Portugal em Viena
A edição do disco “À Portuguesa” pela Harmonia Mundi é o pretexto para uma digressão internacional da Orquestra Barroca Casa da Música sob a direção de Andreas Staier
Texto Jorge Calado
Ir a Viena para ouvir música barroca portuguesa ou à portuguesa não é para todos (os dias). Ao exportar a sua Orquestra Barroca para a capital austríaca, a Casa da Música arriscava ir a Sintra para vender queijadas... Não há no mundo outra metrópole onde haja mais ópera e música de concerto. Só a Wiener Staatsoper apresenta mais de 350 espetáculos por ano de cerca de 60 produções diferentes. Com uma capacidade de 1700 lugares, atinge uma média anual de ocupação que ultrapassa os 98%! E há ainda a Volksoper (Ópera Popular) e o Theater an der Wien (onde o “Fidelio” de Beethoven foi estreado, e que mantém uma programação regular). Num raio de 500 metros à volta da Ópera encontrei cinco lojas de discos com tudo o que imaginava e outrotanto que desconhecia, cheias de clientes. Com as suas múltiplas salas, as centenárias Musikverein (Associação de Música, que alberga o Concerto de Ano Novo) e a Konzerthaus são os dois focos da música de concerto. Pois foi na bela Mozart-Saal desta última que a Orquestra Barroca CM apresentou o seu programa “À Portuguesa”, sob a direção do insigne cravista e pianista alemão Andreas Staier.

_ _ _ _

* **Problema**
Resuma em duas frases o texto sobre a Orquestra Barroca Casa da Música em Viena. As entradas não fazem falta para resolver o exercício.

_ _ _ _

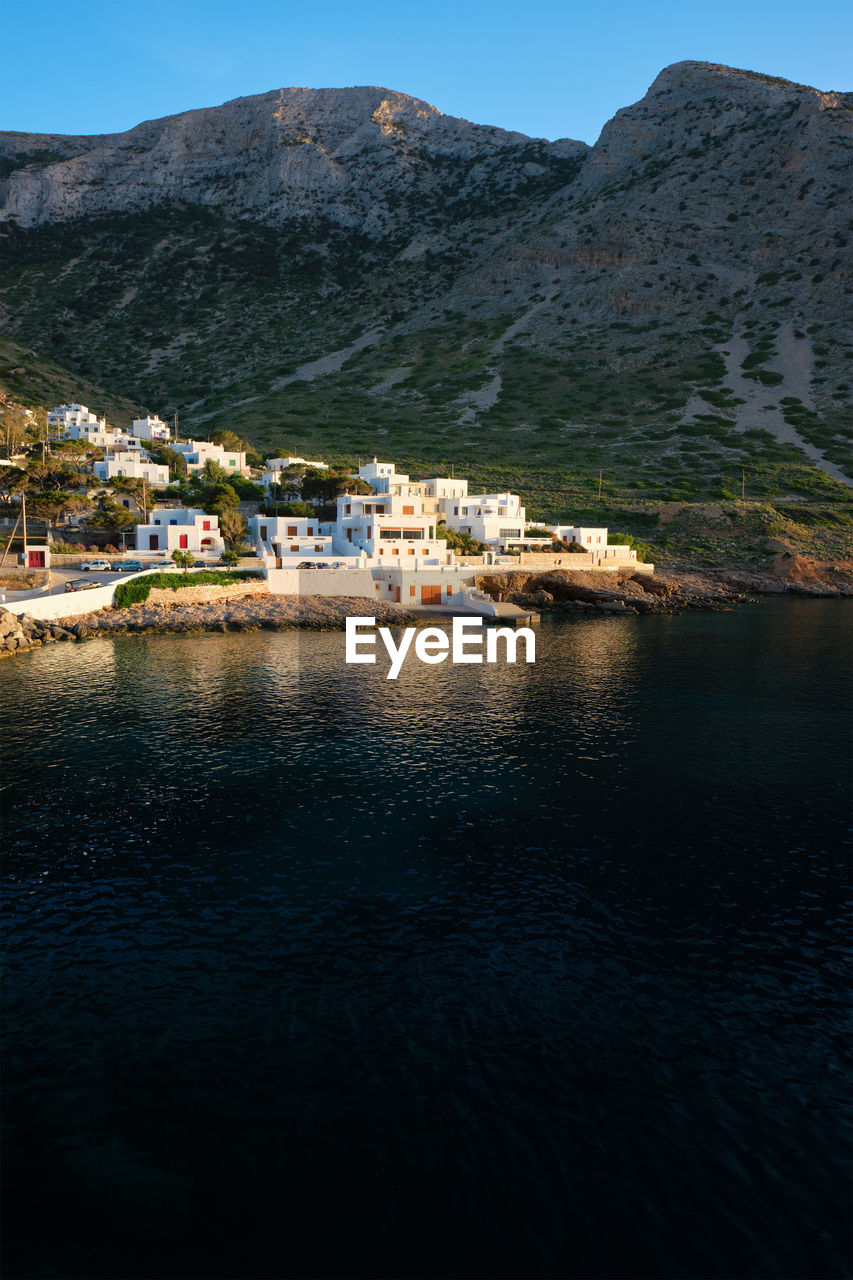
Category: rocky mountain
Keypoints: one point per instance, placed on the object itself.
(351, 270)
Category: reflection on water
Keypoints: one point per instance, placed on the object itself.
(487, 972)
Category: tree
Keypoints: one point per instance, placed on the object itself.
(167, 457)
(183, 558)
(213, 472)
(113, 517)
(14, 421)
(218, 497)
(232, 526)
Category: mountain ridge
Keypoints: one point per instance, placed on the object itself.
(500, 293)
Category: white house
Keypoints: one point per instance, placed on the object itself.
(389, 528)
(439, 490)
(291, 538)
(179, 529)
(132, 465)
(150, 429)
(197, 452)
(591, 539)
(67, 416)
(496, 519)
(283, 464)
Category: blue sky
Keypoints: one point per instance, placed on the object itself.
(547, 68)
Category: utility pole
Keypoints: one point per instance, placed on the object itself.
(8, 547)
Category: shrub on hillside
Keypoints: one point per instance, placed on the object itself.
(138, 590)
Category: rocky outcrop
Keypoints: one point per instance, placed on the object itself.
(351, 155)
(564, 592)
(22, 632)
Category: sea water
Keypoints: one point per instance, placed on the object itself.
(492, 970)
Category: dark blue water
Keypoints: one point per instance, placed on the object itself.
(493, 972)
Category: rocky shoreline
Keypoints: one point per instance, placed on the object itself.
(664, 592)
(561, 592)
(261, 612)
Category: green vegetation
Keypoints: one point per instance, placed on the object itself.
(140, 589)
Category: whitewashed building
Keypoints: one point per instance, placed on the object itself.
(283, 464)
(496, 519)
(179, 529)
(133, 465)
(197, 452)
(65, 416)
(291, 538)
(389, 528)
(150, 429)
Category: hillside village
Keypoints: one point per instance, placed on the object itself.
(372, 531)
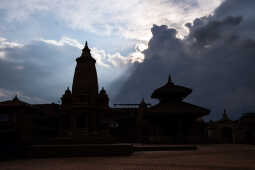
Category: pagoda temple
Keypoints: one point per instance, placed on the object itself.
(84, 116)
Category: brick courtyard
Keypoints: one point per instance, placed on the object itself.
(207, 157)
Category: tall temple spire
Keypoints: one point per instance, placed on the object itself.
(86, 55)
(85, 84)
(169, 78)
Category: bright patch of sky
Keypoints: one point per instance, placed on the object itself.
(117, 30)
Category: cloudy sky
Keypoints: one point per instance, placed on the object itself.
(207, 45)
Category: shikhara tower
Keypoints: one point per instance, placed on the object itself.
(85, 85)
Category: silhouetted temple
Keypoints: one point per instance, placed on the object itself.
(86, 117)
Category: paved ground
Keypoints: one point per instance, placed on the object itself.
(207, 157)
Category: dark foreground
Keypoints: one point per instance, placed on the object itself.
(206, 157)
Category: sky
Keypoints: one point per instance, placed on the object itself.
(206, 45)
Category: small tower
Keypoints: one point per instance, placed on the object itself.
(171, 92)
(85, 85)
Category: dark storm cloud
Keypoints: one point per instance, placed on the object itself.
(216, 59)
(38, 70)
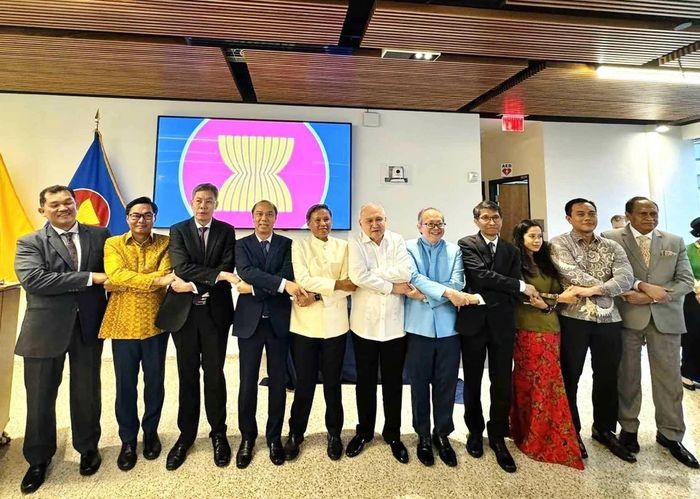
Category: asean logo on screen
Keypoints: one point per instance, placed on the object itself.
(283, 162)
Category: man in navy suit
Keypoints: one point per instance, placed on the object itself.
(264, 263)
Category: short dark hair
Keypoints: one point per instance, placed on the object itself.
(572, 202)
(629, 205)
(142, 200)
(486, 205)
(252, 210)
(315, 207)
(53, 189)
(206, 187)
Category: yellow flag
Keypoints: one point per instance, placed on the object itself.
(13, 224)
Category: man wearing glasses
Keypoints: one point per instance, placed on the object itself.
(138, 269)
(492, 268)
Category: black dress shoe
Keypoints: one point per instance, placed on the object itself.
(176, 456)
(277, 452)
(475, 445)
(127, 456)
(222, 450)
(608, 439)
(445, 450)
(629, 441)
(581, 447)
(151, 446)
(34, 478)
(398, 450)
(245, 453)
(503, 457)
(425, 451)
(291, 446)
(335, 448)
(678, 451)
(90, 462)
(356, 445)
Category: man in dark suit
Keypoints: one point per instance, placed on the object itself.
(61, 268)
(492, 270)
(198, 310)
(264, 263)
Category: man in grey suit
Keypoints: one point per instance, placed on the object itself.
(652, 314)
(61, 268)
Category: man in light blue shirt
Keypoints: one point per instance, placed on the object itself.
(433, 346)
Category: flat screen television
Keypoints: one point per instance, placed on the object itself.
(293, 164)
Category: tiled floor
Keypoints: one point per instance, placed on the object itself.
(372, 474)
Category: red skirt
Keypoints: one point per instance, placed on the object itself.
(540, 419)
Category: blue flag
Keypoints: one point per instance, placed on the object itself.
(96, 192)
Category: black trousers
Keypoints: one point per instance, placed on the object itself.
(129, 357)
(371, 355)
(309, 354)
(605, 342)
(250, 352)
(690, 360)
(432, 361)
(201, 344)
(498, 345)
(42, 377)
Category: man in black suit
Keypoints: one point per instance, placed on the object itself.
(264, 263)
(492, 269)
(198, 310)
(61, 269)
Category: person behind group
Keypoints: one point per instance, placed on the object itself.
(618, 221)
(61, 268)
(432, 344)
(690, 365)
(492, 268)
(319, 326)
(541, 423)
(652, 315)
(379, 265)
(600, 270)
(199, 312)
(264, 264)
(138, 268)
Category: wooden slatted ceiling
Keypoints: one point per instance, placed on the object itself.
(667, 8)
(128, 69)
(314, 22)
(509, 34)
(365, 81)
(577, 92)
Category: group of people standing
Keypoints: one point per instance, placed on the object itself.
(531, 309)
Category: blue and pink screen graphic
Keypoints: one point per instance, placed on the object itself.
(292, 164)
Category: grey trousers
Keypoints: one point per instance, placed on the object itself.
(663, 351)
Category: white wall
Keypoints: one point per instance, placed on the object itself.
(43, 138)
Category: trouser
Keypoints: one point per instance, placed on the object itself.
(432, 361)
(371, 355)
(604, 340)
(201, 344)
(42, 377)
(310, 354)
(129, 356)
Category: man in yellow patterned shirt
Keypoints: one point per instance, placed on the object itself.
(138, 268)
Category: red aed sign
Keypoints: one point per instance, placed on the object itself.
(513, 123)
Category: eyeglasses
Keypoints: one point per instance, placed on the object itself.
(494, 219)
(135, 217)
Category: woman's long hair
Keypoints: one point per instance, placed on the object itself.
(542, 258)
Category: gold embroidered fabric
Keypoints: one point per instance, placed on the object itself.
(131, 310)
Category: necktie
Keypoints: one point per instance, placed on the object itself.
(645, 248)
(202, 239)
(70, 246)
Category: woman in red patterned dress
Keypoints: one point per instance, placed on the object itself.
(541, 423)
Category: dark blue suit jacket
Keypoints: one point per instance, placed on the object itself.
(265, 275)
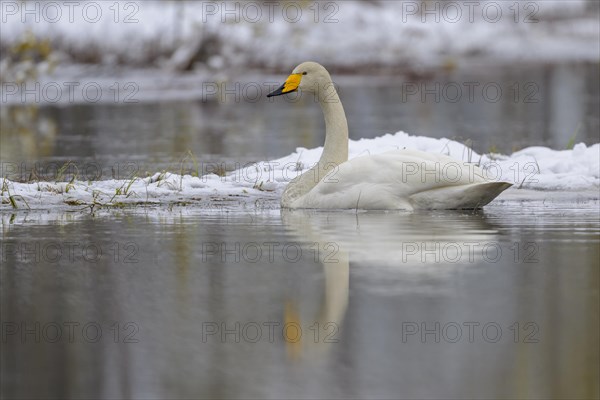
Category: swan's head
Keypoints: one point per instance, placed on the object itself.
(308, 77)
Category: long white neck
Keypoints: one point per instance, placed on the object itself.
(335, 150)
(336, 127)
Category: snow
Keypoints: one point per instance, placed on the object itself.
(351, 34)
(260, 185)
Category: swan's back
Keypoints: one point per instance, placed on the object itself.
(402, 180)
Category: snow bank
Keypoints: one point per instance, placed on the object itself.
(277, 35)
(537, 168)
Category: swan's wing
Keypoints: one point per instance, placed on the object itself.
(403, 179)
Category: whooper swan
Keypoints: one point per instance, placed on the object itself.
(395, 180)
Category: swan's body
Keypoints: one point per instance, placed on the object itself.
(396, 180)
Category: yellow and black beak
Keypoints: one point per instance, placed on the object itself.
(290, 85)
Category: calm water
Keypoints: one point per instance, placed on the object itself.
(196, 303)
(496, 109)
(210, 302)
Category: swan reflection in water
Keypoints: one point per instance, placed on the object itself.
(386, 247)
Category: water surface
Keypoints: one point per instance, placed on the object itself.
(207, 303)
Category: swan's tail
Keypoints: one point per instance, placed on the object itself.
(461, 197)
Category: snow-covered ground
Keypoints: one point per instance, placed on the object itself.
(261, 184)
(353, 35)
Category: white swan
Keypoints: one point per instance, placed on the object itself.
(396, 180)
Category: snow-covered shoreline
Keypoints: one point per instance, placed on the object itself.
(348, 35)
(254, 186)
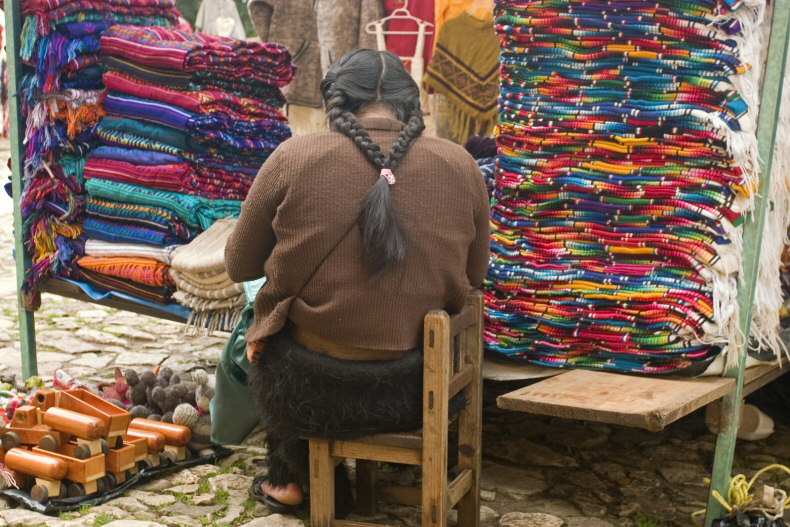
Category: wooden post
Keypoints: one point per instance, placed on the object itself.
(436, 385)
(367, 472)
(470, 421)
(322, 484)
(752, 236)
(16, 132)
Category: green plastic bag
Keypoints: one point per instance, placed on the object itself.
(233, 416)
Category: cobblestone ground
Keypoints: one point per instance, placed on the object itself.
(537, 472)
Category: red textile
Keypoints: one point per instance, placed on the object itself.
(205, 101)
(403, 45)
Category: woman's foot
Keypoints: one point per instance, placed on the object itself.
(290, 494)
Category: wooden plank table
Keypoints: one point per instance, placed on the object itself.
(629, 400)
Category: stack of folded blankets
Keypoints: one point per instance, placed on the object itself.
(204, 286)
(627, 159)
(189, 120)
(61, 101)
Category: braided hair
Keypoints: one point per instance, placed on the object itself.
(366, 77)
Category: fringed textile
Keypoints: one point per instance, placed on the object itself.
(626, 160)
(144, 271)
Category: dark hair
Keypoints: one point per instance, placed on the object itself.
(360, 78)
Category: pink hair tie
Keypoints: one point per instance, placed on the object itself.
(387, 174)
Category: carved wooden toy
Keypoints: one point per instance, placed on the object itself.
(155, 444)
(120, 464)
(48, 471)
(140, 445)
(83, 474)
(116, 420)
(27, 428)
(176, 436)
(86, 430)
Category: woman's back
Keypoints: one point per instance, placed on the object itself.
(316, 274)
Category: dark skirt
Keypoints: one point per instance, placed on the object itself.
(301, 394)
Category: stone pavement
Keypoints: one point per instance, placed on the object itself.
(537, 472)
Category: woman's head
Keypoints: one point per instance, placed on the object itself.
(364, 77)
(367, 78)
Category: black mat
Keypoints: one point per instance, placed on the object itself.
(58, 505)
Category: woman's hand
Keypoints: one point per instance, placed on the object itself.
(253, 350)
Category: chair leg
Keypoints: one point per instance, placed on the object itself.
(322, 484)
(367, 474)
(469, 451)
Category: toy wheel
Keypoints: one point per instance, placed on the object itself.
(167, 458)
(49, 442)
(10, 440)
(82, 452)
(23, 481)
(39, 493)
(76, 490)
(105, 483)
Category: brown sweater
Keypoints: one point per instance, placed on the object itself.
(305, 201)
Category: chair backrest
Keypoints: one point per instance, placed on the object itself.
(453, 351)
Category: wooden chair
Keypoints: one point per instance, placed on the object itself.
(453, 349)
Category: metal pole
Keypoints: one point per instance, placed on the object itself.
(16, 128)
(753, 234)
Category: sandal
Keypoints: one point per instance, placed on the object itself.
(274, 506)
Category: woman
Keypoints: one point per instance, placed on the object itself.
(357, 246)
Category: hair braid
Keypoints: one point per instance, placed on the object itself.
(410, 132)
(376, 78)
(346, 123)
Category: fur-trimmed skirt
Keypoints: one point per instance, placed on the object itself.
(299, 394)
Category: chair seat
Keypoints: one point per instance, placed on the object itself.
(452, 353)
(398, 439)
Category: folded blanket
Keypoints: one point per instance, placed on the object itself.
(148, 216)
(221, 128)
(269, 63)
(144, 271)
(123, 232)
(204, 101)
(205, 255)
(101, 248)
(195, 211)
(163, 177)
(179, 177)
(134, 156)
(216, 287)
(198, 269)
(53, 12)
(161, 295)
(177, 139)
(195, 81)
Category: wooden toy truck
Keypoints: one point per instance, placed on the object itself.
(176, 436)
(50, 430)
(83, 474)
(115, 419)
(49, 472)
(147, 447)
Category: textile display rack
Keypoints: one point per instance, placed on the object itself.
(153, 136)
(654, 402)
(647, 402)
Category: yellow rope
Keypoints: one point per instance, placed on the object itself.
(738, 495)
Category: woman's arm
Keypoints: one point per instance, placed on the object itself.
(253, 239)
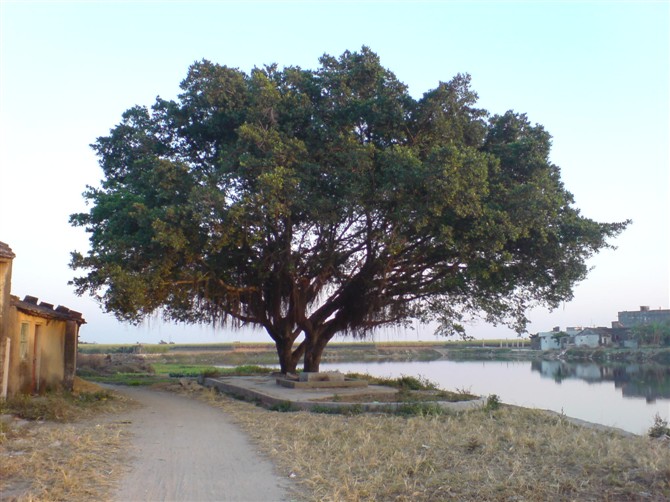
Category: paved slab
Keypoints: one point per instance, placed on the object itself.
(264, 389)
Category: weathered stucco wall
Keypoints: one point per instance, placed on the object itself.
(37, 354)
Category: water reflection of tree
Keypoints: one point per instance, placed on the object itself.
(635, 380)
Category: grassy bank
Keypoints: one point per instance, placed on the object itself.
(494, 454)
(499, 453)
(62, 446)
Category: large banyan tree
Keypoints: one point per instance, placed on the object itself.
(318, 202)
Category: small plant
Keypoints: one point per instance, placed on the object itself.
(493, 402)
(660, 428)
(284, 407)
(419, 408)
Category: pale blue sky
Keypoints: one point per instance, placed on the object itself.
(595, 74)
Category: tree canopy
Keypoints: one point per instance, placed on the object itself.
(317, 202)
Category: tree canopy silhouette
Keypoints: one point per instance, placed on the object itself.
(317, 202)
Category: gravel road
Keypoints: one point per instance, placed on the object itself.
(187, 451)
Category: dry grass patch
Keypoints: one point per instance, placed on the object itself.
(507, 454)
(76, 456)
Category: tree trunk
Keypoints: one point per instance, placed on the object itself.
(289, 358)
(314, 346)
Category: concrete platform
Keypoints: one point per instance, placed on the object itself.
(264, 390)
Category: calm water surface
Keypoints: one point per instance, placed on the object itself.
(627, 397)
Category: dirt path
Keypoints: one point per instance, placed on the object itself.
(185, 450)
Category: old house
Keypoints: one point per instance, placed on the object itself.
(38, 343)
(593, 337)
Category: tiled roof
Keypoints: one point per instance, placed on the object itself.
(30, 305)
(6, 252)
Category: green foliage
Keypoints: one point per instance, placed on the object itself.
(493, 403)
(656, 334)
(660, 428)
(404, 382)
(316, 202)
(419, 408)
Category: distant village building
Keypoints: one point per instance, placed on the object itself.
(628, 319)
(558, 339)
(38, 343)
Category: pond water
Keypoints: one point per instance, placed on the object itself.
(624, 396)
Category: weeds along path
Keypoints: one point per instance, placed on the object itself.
(185, 450)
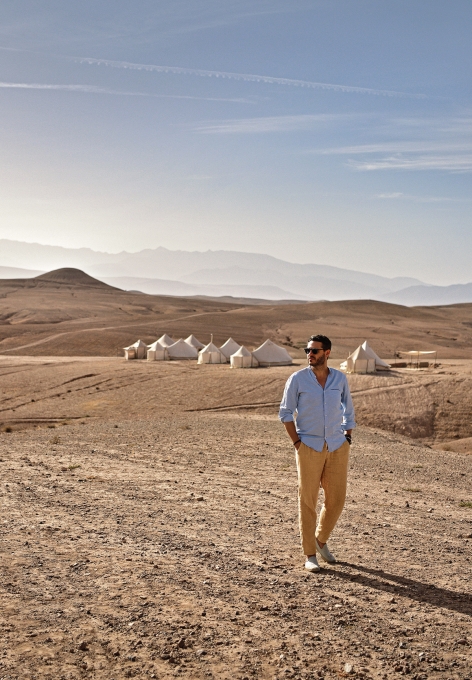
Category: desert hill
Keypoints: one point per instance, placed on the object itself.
(68, 276)
(67, 312)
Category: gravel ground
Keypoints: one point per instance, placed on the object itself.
(169, 547)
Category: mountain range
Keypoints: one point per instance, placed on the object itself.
(224, 273)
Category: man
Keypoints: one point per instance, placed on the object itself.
(322, 437)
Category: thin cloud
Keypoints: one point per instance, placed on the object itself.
(394, 147)
(93, 89)
(398, 195)
(447, 163)
(248, 77)
(268, 124)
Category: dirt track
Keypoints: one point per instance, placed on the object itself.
(167, 545)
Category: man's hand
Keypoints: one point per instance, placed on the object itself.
(292, 433)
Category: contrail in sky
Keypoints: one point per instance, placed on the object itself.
(246, 77)
(93, 89)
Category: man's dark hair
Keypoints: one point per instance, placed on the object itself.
(326, 342)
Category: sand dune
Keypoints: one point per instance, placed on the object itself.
(67, 314)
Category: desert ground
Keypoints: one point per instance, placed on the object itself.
(149, 510)
(67, 313)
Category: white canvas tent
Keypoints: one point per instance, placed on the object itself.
(157, 352)
(182, 350)
(270, 354)
(243, 358)
(165, 340)
(210, 354)
(136, 351)
(415, 355)
(359, 362)
(380, 364)
(192, 340)
(229, 347)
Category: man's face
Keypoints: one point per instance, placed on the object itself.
(321, 356)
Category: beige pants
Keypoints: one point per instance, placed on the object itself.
(330, 468)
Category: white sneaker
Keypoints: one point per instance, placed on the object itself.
(312, 564)
(325, 554)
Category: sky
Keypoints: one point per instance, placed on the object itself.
(327, 131)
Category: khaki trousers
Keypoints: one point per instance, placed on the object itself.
(330, 469)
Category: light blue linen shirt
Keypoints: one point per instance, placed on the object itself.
(322, 414)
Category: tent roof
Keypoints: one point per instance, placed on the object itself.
(359, 353)
(242, 352)
(166, 340)
(210, 348)
(414, 351)
(156, 345)
(229, 347)
(138, 343)
(192, 340)
(271, 353)
(182, 349)
(370, 352)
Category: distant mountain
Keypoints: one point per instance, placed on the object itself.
(415, 296)
(178, 288)
(214, 273)
(18, 273)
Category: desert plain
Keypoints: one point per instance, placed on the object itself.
(149, 510)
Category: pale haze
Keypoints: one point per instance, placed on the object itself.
(336, 133)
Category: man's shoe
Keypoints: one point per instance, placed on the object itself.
(325, 554)
(312, 564)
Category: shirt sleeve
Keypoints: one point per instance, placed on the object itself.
(289, 402)
(349, 422)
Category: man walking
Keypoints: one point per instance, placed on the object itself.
(322, 437)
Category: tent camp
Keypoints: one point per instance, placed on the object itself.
(359, 362)
(192, 340)
(380, 364)
(157, 352)
(136, 351)
(243, 359)
(165, 340)
(210, 354)
(414, 357)
(270, 354)
(182, 350)
(229, 347)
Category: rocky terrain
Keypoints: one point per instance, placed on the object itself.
(152, 539)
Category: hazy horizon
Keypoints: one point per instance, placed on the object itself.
(331, 133)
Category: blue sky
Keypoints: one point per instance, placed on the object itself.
(128, 125)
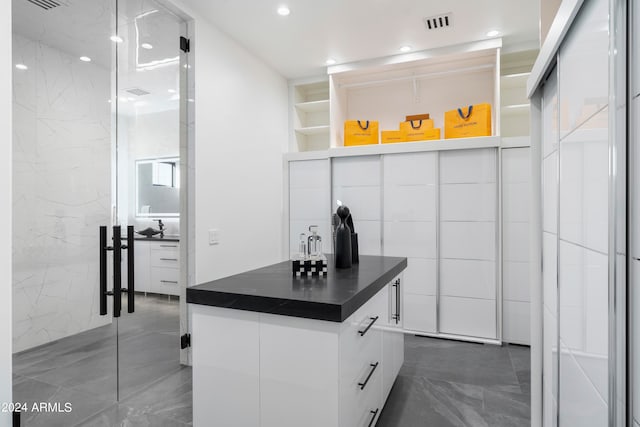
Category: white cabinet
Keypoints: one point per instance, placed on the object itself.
(142, 272)
(157, 267)
(468, 243)
(309, 195)
(439, 208)
(515, 241)
(410, 205)
(258, 369)
(357, 184)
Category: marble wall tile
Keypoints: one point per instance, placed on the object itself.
(62, 170)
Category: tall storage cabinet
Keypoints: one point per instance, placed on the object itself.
(410, 200)
(309, 201)
(438, 203)
(515, 241)
(356, 183)
(468, 250)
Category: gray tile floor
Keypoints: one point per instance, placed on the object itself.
(154, 389)
(454, 384)
(441, 384)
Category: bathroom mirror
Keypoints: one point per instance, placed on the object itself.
(158, 187)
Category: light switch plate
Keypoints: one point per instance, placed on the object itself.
(214, 236)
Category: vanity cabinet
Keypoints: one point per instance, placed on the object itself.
(157, 266)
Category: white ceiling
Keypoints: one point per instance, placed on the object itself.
(350, 30)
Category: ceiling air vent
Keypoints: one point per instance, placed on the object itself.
(444, 20)
(137, 91)
(45, 4)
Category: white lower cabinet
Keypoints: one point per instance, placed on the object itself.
(157, 267)
(256, 369)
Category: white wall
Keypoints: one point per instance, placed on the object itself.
(61, 169)
(5, 214)
(241, 134)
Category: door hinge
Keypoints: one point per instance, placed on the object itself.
(185, 44)
(185, 341)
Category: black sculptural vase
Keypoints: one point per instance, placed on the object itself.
(343, 239)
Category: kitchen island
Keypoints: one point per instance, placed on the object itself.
(270, 349)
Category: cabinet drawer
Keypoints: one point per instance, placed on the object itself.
(362, 408)
(165, 280)
(165, 257)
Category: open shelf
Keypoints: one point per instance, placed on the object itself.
(313, 130)
(400, 147)
(309, 115)
(313, 106)
(433, 82)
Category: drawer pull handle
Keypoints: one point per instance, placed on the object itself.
(373, 366)
(373, 320)
(374, 413)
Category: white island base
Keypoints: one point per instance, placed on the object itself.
(253, 369)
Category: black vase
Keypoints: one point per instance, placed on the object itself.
(343, 240)
(355, 258)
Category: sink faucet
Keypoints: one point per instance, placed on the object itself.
(161, 227)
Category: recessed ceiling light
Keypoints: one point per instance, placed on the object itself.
(283, 11)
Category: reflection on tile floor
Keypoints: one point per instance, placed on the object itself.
(154, 389)
(441, 384)
(450, 383)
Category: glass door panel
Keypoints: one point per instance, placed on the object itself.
(148, 194)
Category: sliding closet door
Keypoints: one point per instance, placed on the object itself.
(410, 222)
(634, 213)
(583, 227)
(550, 249)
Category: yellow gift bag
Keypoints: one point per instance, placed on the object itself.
(391, 136)
(419, 130)
(359, 132)
(474, 120)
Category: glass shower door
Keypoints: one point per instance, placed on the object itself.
(148, 196)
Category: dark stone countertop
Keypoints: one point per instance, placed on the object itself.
(158, 239)
(274, 290)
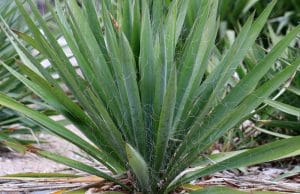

_ _ _ _

* **Resposta esperada**
Por ocasião da edição do disco "À Portuguesa" pela Harmonia Mundi, a Orquestra Barroca Casa da Música fez uma digressão internacional e apresentou esse programa na Mozart-Saal da Konzerthaus de Viena, sob a direção do cravista e pianista alemão Andreas Staier. A iniciativa era arriscada, pois não há no mundo outra metrópole com mais ópera e música de concerto, e só a Wiener Staatsoper apresenta mais de 350 espetáculos por ano.